Description of the task: In the rows below, copy word for word the lines starting with the line that contains "for the single-story" and going on through the line that contains "xmin=58 ymin=114 xmax=593 ymax=294".

Listing:
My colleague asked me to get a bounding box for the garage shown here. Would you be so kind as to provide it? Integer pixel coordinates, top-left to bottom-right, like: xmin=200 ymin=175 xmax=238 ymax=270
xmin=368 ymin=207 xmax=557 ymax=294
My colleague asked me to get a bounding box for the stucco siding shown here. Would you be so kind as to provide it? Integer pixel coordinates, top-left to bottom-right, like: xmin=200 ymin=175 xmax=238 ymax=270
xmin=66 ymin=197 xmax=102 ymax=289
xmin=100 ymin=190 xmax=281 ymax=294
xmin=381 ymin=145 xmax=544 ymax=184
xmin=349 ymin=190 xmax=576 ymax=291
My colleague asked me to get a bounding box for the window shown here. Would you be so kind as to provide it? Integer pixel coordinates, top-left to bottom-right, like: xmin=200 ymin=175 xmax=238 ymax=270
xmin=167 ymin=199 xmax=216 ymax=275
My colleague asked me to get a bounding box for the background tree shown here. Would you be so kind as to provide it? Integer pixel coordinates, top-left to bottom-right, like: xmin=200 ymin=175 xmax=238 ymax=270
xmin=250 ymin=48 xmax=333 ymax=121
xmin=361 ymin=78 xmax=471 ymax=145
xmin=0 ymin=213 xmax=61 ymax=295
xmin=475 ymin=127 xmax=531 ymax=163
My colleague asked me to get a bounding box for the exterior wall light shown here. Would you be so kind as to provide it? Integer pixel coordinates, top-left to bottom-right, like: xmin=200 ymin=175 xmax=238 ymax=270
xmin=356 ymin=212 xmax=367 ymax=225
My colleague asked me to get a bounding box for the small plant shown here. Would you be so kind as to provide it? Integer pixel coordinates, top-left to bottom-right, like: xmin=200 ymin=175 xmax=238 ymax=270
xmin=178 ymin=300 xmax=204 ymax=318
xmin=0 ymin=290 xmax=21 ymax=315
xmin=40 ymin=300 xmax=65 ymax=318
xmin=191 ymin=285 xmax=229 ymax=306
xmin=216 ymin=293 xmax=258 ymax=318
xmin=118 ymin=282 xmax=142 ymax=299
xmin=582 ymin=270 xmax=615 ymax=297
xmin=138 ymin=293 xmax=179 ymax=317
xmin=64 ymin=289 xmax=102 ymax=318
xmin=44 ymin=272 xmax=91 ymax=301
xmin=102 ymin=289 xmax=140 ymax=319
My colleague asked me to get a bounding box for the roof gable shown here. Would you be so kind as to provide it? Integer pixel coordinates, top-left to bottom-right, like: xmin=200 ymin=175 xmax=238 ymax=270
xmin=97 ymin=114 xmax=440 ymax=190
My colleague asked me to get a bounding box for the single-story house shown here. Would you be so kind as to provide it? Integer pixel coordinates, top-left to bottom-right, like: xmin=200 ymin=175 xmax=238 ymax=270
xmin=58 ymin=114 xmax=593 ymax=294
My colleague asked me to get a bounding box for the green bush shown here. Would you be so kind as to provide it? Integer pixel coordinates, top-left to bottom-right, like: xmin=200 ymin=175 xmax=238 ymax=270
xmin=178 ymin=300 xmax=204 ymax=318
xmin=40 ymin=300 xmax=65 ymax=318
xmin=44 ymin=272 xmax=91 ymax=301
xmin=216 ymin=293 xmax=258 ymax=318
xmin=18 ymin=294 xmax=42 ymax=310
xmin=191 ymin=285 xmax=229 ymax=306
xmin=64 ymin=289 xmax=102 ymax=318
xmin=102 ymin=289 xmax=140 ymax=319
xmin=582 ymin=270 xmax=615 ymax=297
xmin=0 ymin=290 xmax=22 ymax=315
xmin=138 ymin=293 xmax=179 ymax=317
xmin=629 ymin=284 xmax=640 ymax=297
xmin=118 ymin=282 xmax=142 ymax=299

Written response:
My colleague asked me to get a bounding box for the single-story house shown here. Would you be so kind as to provide it? Integer pixel coordinates, top-left to bottom-right, like: xmin=200 ymin=175 xmax=238 ymax=270
xmin=58 ymin=114 xmax=593 ymax=294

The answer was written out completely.